What to work on:
An exact copy of the records below is needed, with every picture left out.

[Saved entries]
━━━━━━━━
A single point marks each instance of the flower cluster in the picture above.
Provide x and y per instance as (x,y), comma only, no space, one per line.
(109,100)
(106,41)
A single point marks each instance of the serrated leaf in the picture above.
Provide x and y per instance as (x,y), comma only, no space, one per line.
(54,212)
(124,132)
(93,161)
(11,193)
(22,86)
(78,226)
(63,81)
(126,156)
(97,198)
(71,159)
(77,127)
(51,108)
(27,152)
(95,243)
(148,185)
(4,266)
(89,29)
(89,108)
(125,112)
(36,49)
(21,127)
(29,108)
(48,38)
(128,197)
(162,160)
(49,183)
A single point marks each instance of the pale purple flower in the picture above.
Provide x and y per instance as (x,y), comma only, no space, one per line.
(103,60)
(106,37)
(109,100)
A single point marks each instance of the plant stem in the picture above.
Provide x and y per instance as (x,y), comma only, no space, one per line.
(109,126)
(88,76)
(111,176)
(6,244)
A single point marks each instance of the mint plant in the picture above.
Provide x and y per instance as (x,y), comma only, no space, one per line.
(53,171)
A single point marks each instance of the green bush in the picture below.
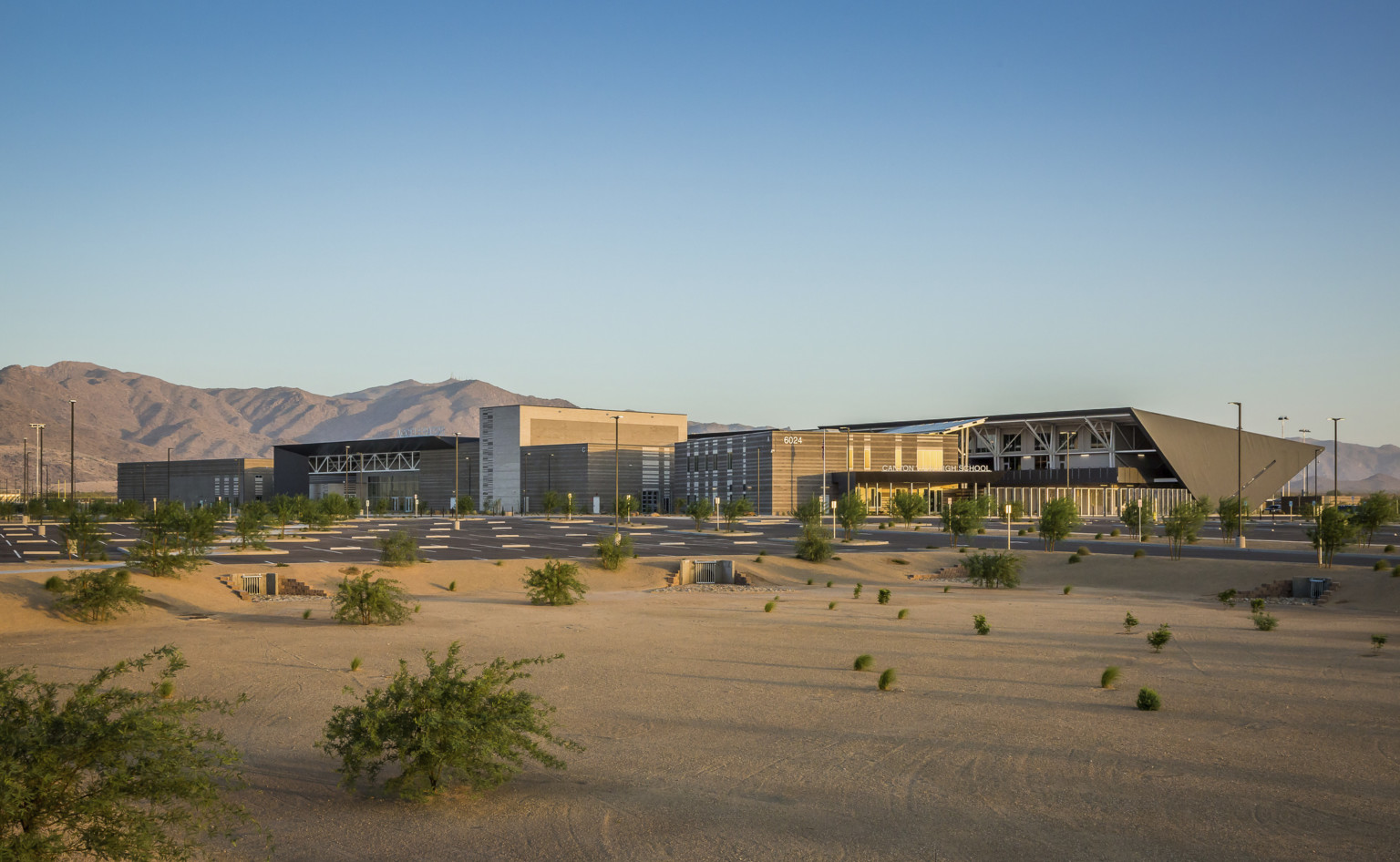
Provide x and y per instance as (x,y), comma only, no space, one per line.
(358,600)
(1110,674)
(397,548)
(556,582)
(1148,700)
(993,570)
(888,679)
(613,550)
(444,725)
(96,596)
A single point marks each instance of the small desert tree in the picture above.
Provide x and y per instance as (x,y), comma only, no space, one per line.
(851,511)
(993,570)
(1232,514)
(556,582)
(96,596)
(613,550)
(397,548)
(700,509)
(1375,511)
(172,540)
(1058,517)
(1333,532)
(447,725)
(1185,524)
(909,506)
(365,602)
(961,518)
(84,536)
(98,771)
━━━━━━━━
Expected answer:
A single point marks each instance of the flower cluster in the picture above.
Provide x and y per instance as (x,y), comma only, no space, one per line.
(109,100)
(106,41)
A single point marks each instance of the serrated leaf in the picture above.
Provide x and y per instance as (x,y), comma only, no space, one per line.
(54,212)
(124,132)
(93,161)
(11,193)
(22,86)
(78,226)
(63,81)
(126,156)
(97,198)
(71,159)
(77,127)
(51,108)
(27,152)
(95,243)
(148,185)
(4,266)
(89,29)
(89,108)
(125,112)
(36,49)
(21,127)
(29,108)
(48,38)
(128,197)
(162,160)
(49,183)
A single point marks each instance of the pale purple flower in the picture above.
Provide x and y per instance as (x,y), comma only, no space, one per line.
(103,60)
(106,37)
(109,100)
A single point marks each instance of the plant stem in the picture above.
Provide x and y per instance as (x,y), comma only, no space, one per line.
(109,126)
(88,76)
(111,176)
(6,244)
A single point marks each instance of the mint plant in the picture above.
Provide x and y per instance as (x,y), comma only, no space, one per line.
(53,171)
A single point marks each instance of the green bush in the picture below.
Provide x and y per instance as (x,y), comma only, no space, one per line.
(358,600)
(1110,674)
(397,548)
(556,582)
(1148,700)
(993,570)
(888,679)
(613,550)
(444,725)
(96,596)
A single point marks each instance of the small desert tree in the picture above.
Provide x and y per instance as (x,y), comma only, no space, one per line.
(851,511)
(993,570)
(1232,514)
(556,582)
(96,596)
(613,550)
(397,548)
(700,509)
(1375,511)
(172,540)
(1058,517)
(1333,532)
(447,725)
(1185,524)
(909,506)
(365,602)
(961,518)
(84,536)
(98,771)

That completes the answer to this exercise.